- **SET EXERCISE**
List every line in the data below that contains the word "tree", copying each such line in full.

- **DATA SUPPLIED**
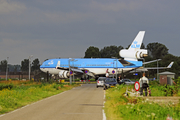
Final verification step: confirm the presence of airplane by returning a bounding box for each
[40,31,172,78]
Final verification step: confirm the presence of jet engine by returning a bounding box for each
[59,70,69,78]
[119,49,147,60]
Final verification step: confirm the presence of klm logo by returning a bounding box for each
[131,41,141,48]
[48,60,54,65]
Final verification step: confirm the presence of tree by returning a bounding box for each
[21,59,29,72]
[0,60,7,72]
[100,45,123,58]
[31,58,40,71]
[84,46,100,58]
[147,42,169,59]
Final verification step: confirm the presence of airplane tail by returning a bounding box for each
[128,31,145,50]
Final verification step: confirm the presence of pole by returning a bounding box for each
[73,61,74,83]
[29,55,33,80]
[157,59,159,80]
[6,57,9,80]
[69,58,72,85]
[113,61,114,78]
[116,58,117,80]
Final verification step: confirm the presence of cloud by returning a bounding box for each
[0,0,26,14]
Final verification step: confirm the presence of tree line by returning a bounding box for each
[0,42,180,77]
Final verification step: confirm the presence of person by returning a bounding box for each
[139,73,149,96]
[106,69,109,77]
[117,75,121,83]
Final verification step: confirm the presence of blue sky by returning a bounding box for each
[0,0,180,64]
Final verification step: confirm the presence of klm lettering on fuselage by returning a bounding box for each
[131,41,141,48]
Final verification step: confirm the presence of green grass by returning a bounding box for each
[0,82,78,114]
[104,85,180,120]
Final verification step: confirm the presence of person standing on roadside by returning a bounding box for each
[139,73,149,96]
[106,69,109,77]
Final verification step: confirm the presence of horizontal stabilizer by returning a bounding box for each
[119,59,134,66]
[129,31,145,50]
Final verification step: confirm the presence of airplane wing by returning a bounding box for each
[56,67,84,73]
[145,62,174,69]
[143,59,161,65]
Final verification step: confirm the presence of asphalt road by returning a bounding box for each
[0,84,104,120]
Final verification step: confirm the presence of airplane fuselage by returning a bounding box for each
[40,58,142,75]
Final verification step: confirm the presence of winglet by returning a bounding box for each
[129,31,145,50]
[167,62,174,68]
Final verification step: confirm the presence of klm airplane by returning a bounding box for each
[40,31,173,78]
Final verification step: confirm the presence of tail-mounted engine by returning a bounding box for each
[59,70,69,78]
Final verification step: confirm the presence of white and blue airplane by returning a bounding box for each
[40,31,173,78]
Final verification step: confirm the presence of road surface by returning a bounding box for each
[0,84,104,120]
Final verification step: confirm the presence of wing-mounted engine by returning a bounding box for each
[119,49,147,61]
[59,70,69,78]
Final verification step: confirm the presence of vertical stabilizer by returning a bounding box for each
[129,31,145,50]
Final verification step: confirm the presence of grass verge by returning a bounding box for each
[104,85,180,120]
[0,81,79,114]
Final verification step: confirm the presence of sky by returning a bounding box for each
[0,0,180,65]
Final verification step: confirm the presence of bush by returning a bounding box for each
[0,84,14,90]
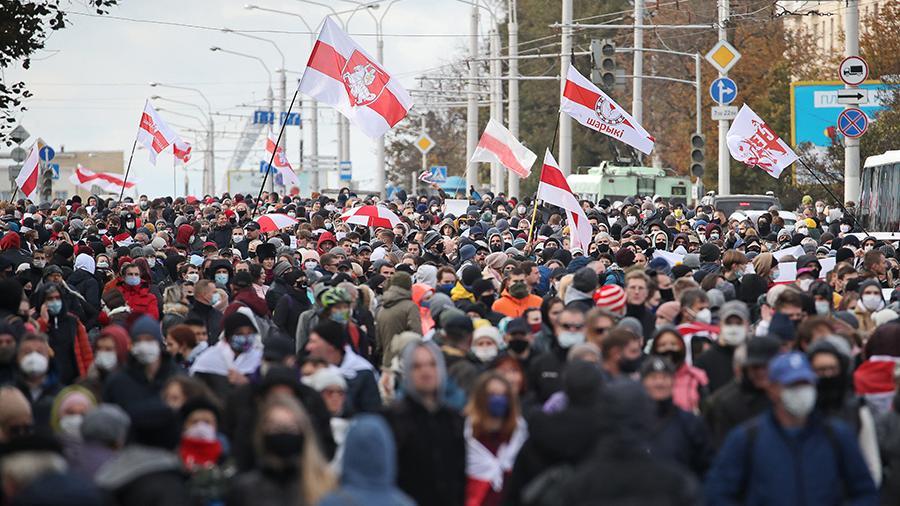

- **SOLUTION TO THIS PROBLEM**
Final verification step: confirm the presence of tree by returning a bounding box for each
Final verification step: confirm the presence of tree line by returning a bounding box for each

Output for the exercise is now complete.